> **STORED DATA**:
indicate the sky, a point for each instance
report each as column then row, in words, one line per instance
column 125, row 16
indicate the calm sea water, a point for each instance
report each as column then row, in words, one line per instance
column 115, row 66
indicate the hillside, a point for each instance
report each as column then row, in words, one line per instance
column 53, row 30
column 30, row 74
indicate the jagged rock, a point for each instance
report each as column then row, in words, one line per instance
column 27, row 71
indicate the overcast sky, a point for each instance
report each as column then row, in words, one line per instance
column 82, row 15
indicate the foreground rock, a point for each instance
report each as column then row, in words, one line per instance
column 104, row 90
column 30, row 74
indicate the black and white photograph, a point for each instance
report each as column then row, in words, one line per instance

> **EXERCISE PROMPT**:
Include both ends. Return the line holding "indicate the foreground" and all lines after it in the records above, exactly as written.

> **ANSWER**:
indicate the foreground rock, a point for each instance
report each as column then row, in words, one line per instance
column 104, row 90
column 30, row 74
indicate the black and white photograph, a point for each instance
report each as column then row, in words, one line per instance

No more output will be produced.